Лингвистическая работа с протоиндийскими текстами по субъективному ощущению напоминает работу взломщика сейфа со старинным замком, каких уже не делают и к которому среди современных инструментов невозможно подобрать подходящий ключ, так что приходится открывать отвёрткой, царапая при этом замок и производя много лишнего шума. Дело в том, что все современные лингвистические концепции и методики базируются в конечном счёте на работе с живыми языками, основаны на дихотомии язык — речь и черпают свою силу именно в изучении живого, доступного материала. Протоиндийский язык таковым не является. К тому же этот давно умерший предок ныне живущих дравидских языков скрыт от нас, как саркофагом, системой письма, продолжающей прятать некоторые и без того плохо различимые его черты.
Но и это ещё не всё. Современные лингвистические теории с их терминологическим и категориальным аппаратом выросли на базе традиционной грамматики, зародившейся в Древней Греции в V в. до н. э. Как писал Л. Блумфилд, кажущийся здравый смысл, используемый при рассмотрении языковых фактов, «подобно многому другому, выдаваемому за здравый смысл… восходит в конечном счёте к теориям античных и средневековых философов» [6, с. 17]. Греческих философов занимал вопрос, как устроен язык, «по природе» или «по обычаю», т. е. по социальному соглашению. Кажется, теперь эта антиномия для некоторых лингвистов не существует, и, забывая о природе разных языков, мы «по обычаю», продиктованному тем самым здравым смыслом, о котором писал Блумфилд, убеждены, что в каждом языке есть, например, одни и те же части речи, что все имена изменяются по родам, числам и падежам и т. п. Между тем протоиндийское слово-блок в качестве единицы языка отличается от привычного нам понятия слова в грамматической системе любого индоевропейского языка. Пользуясь моделями описания и терминологическим аппаратом, выработанным на материале индоевропейских языков, мы, называя «по обычаю» знакомым термином незнакомое явление, рискуем не понять его суть — это я и назвала шумным ковырянием отмычкой в сложном замке. Поэтому одна из ближайших задач лингвистической работы с протоиндийскими текстами — разработка таких способов, моделей и терминов описания протоиндийского языка, которые исходили бы из его имманентных характеристик. А пока — для удобства изложения и возможности понимания читателем — приходится пользоваться общепринятым аппаратом описания, помня, по терминологии А. Я. Гуревича, о «презумпции инаковости» других языков.

* * *

Задания —
(a) Найдите в записях все строки, где есть слово «foliage», и перепишите их. Регистр букв учитывается.
(b) Продолжите текст о протоиндийском языке, начав сразу после его последнего предложения.
Эти записи никак не связаны с текстом о протоиндийском языке.

Записи набора данных —
* * *

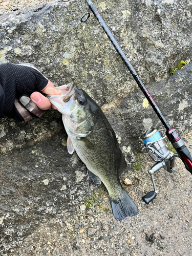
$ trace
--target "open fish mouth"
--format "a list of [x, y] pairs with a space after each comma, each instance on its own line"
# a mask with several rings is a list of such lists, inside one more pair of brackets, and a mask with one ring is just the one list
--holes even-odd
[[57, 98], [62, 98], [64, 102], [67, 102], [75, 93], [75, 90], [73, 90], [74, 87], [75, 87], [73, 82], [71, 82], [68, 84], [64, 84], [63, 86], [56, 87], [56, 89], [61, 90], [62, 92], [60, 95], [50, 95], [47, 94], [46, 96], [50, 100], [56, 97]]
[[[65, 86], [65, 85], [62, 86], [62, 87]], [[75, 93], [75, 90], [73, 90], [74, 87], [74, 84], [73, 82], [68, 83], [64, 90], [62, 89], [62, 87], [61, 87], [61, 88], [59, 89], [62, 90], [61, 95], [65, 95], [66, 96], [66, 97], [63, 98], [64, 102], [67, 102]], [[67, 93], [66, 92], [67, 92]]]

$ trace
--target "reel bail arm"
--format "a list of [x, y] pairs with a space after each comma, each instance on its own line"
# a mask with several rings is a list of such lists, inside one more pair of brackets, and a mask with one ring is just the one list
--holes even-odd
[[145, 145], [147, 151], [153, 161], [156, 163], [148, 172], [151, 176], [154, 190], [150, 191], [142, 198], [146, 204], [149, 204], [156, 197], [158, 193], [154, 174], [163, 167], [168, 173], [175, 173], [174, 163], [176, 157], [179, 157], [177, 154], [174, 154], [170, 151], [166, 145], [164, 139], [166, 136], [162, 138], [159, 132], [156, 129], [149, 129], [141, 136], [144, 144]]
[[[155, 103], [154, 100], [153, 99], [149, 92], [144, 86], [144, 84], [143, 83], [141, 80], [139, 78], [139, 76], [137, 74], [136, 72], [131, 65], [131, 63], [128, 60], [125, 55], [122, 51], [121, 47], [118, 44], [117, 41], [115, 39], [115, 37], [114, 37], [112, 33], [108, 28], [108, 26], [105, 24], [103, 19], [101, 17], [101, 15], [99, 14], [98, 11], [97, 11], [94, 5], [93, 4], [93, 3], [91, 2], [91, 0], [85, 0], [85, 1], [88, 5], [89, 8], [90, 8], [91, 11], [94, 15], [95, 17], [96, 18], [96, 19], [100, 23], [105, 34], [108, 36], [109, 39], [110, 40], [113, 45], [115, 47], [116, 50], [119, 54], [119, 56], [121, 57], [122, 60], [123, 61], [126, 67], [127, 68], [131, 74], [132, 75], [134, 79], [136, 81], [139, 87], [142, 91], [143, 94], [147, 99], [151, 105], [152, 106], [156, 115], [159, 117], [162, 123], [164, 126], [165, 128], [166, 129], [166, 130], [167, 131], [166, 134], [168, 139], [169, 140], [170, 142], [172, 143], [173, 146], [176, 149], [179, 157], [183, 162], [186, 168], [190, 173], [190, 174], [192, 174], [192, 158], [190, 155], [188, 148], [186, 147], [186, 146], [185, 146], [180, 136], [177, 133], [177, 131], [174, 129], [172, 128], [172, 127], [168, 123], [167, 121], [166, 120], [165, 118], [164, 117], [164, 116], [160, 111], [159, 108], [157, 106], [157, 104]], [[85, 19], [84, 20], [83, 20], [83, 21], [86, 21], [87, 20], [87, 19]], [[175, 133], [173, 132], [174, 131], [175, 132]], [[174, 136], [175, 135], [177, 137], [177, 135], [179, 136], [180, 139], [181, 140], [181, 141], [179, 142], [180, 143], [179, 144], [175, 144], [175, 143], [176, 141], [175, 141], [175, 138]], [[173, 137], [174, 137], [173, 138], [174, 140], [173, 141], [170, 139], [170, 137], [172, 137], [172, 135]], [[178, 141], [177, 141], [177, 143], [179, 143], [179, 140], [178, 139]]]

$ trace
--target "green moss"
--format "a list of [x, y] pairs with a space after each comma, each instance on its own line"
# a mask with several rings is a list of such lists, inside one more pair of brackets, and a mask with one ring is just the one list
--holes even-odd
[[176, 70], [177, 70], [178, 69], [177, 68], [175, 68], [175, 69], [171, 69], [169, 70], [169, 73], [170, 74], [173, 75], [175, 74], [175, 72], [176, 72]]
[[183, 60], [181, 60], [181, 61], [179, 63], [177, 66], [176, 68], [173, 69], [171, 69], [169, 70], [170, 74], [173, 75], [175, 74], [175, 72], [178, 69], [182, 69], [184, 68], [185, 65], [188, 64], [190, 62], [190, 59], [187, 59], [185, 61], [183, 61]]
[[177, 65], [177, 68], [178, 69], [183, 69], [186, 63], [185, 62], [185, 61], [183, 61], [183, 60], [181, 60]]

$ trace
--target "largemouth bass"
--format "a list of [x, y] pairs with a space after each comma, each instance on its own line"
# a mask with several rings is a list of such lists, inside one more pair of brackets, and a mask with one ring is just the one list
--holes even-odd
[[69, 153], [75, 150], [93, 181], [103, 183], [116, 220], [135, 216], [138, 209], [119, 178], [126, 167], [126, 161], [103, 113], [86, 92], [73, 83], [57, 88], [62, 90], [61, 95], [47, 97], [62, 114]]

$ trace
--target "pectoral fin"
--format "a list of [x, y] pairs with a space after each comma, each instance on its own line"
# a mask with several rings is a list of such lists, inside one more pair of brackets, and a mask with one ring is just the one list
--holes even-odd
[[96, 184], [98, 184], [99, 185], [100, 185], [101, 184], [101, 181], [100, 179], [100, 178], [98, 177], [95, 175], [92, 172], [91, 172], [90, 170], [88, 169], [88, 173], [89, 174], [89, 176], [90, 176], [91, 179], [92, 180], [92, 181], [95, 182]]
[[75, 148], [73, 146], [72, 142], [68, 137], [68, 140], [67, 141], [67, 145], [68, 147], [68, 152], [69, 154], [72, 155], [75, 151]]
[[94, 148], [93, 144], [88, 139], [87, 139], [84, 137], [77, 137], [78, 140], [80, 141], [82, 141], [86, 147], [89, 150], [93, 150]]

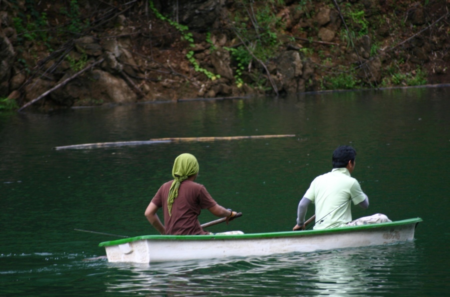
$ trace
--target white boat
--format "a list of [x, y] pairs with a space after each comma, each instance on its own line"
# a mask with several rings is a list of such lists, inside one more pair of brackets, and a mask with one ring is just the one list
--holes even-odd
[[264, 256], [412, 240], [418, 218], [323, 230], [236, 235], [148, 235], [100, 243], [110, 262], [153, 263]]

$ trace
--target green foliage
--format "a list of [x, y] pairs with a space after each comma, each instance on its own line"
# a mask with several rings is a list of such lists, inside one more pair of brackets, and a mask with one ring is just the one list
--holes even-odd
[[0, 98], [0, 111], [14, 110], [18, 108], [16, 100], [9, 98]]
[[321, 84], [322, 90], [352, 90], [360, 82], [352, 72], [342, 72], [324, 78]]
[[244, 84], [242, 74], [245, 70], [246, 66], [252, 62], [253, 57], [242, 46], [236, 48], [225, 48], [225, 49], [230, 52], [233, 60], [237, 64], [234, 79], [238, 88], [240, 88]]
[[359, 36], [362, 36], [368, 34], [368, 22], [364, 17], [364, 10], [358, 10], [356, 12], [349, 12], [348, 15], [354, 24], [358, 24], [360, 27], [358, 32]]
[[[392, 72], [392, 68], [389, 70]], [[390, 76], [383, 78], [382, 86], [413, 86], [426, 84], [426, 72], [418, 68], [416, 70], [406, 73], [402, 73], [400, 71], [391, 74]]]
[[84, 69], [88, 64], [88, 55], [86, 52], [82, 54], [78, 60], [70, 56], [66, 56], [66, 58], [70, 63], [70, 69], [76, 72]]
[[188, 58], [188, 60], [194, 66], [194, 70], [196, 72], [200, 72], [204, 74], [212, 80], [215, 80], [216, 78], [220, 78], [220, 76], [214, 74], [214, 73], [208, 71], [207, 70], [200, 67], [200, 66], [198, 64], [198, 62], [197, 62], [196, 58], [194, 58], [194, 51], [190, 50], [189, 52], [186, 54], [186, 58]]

* * *

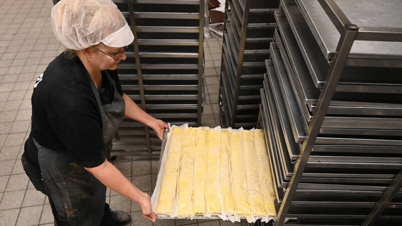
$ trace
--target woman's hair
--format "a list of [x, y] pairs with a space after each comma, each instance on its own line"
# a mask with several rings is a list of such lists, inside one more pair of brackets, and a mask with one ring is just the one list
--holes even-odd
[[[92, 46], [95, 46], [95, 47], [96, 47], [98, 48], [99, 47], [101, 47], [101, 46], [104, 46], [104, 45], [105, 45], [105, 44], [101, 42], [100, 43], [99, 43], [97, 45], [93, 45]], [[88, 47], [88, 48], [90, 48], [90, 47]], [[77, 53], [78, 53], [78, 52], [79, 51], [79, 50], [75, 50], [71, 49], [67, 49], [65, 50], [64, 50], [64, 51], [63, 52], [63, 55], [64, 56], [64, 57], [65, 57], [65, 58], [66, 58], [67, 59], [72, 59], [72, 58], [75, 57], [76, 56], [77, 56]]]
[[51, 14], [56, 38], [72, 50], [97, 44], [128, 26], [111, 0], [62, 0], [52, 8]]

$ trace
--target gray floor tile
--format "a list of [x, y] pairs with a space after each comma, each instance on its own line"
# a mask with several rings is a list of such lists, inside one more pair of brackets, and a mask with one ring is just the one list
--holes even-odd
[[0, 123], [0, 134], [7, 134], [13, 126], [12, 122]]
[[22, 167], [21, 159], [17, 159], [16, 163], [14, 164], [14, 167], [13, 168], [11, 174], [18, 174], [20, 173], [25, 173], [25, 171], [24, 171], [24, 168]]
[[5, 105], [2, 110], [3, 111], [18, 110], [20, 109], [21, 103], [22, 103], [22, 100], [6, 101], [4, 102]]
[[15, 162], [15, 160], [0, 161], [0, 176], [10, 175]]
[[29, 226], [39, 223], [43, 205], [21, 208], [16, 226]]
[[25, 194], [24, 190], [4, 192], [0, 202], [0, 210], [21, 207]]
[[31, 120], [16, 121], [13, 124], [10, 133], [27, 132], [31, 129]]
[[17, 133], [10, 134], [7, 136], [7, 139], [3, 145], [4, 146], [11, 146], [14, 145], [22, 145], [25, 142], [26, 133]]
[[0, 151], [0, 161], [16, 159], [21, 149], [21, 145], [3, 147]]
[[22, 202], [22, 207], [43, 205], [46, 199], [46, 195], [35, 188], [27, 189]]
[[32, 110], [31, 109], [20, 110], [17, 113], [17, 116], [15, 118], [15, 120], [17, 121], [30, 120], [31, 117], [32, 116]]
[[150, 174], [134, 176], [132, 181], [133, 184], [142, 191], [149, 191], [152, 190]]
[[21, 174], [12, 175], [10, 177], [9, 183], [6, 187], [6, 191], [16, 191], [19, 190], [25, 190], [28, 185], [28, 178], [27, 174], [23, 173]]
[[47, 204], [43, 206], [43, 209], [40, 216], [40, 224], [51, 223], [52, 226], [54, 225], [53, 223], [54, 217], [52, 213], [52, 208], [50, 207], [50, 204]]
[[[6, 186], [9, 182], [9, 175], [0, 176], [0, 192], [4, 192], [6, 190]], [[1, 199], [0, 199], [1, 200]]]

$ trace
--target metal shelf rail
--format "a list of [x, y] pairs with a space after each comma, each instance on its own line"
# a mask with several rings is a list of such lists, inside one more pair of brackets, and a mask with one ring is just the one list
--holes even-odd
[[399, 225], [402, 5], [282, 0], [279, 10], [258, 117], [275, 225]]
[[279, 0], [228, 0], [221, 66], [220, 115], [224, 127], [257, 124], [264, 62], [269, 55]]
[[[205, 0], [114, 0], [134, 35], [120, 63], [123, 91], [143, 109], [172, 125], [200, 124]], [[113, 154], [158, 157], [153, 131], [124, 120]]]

* * *

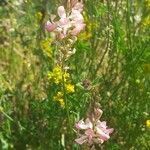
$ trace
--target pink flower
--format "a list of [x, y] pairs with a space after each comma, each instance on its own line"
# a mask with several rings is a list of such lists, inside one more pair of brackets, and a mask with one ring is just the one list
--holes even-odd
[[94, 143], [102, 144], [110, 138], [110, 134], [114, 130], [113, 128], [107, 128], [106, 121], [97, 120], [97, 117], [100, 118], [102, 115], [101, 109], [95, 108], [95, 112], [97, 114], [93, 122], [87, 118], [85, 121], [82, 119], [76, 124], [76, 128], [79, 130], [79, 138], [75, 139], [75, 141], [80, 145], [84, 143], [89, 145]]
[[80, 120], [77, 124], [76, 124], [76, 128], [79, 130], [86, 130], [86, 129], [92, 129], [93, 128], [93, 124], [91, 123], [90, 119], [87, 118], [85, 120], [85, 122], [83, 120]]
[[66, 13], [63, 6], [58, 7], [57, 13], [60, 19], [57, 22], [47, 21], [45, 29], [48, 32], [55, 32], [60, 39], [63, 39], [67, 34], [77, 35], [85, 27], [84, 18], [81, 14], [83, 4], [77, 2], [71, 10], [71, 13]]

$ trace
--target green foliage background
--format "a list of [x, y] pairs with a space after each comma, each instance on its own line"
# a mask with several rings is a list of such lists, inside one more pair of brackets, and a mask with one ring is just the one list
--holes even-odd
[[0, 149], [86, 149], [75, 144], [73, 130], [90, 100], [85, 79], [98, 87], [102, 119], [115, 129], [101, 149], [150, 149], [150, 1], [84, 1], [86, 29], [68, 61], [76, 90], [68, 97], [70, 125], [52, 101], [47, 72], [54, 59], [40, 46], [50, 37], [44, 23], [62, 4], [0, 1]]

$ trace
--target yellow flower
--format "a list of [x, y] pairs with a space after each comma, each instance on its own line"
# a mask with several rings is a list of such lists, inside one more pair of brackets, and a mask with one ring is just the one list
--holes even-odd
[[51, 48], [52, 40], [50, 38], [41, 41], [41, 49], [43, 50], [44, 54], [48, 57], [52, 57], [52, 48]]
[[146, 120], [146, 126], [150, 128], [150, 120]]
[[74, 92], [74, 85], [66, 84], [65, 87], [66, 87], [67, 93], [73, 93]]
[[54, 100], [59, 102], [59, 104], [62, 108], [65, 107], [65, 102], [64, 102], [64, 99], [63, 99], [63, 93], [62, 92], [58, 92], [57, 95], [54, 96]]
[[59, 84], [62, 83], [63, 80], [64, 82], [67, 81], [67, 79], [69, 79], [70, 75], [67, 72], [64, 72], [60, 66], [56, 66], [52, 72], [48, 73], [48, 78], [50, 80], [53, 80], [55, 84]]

* * *

Ответы по заданиям —
(a)
--target green foliage
--target green foliage background

(b)
Все эти проблемы, лишь часть из которых здесь затронута, означают прежде всего расширение перспектив для дальнейшего изучения протоиндийских текстов, в том числе для более глубокого овладения языком надписей. Подобно тому, как дешифровка египетского письма положила начало египтологии, дешифровка протоиндийского письма ознаменовала по сути дела рождение новой отрасли науки, раздвинув границы индологии.
Вопреки обыденному мнению, полагающему, что дешифровка — делу венец (всё прочли, всё перевели — что же ещё?), она является лишь завершением определённого этапа работы, скорее начального, чем завершающего. Горизонт расчищен, из распахнувшейся мглы тысячелетий начинает проступать «мир живых, прозрачных пятен и упругих гибких линий». Его нужно рассмотреть внимательно, почувствовать его творящий ритм и суметь перевести всё это на язык нашей культуры, далеко отстоящей от протоиндийской и во времени, и в пространстве.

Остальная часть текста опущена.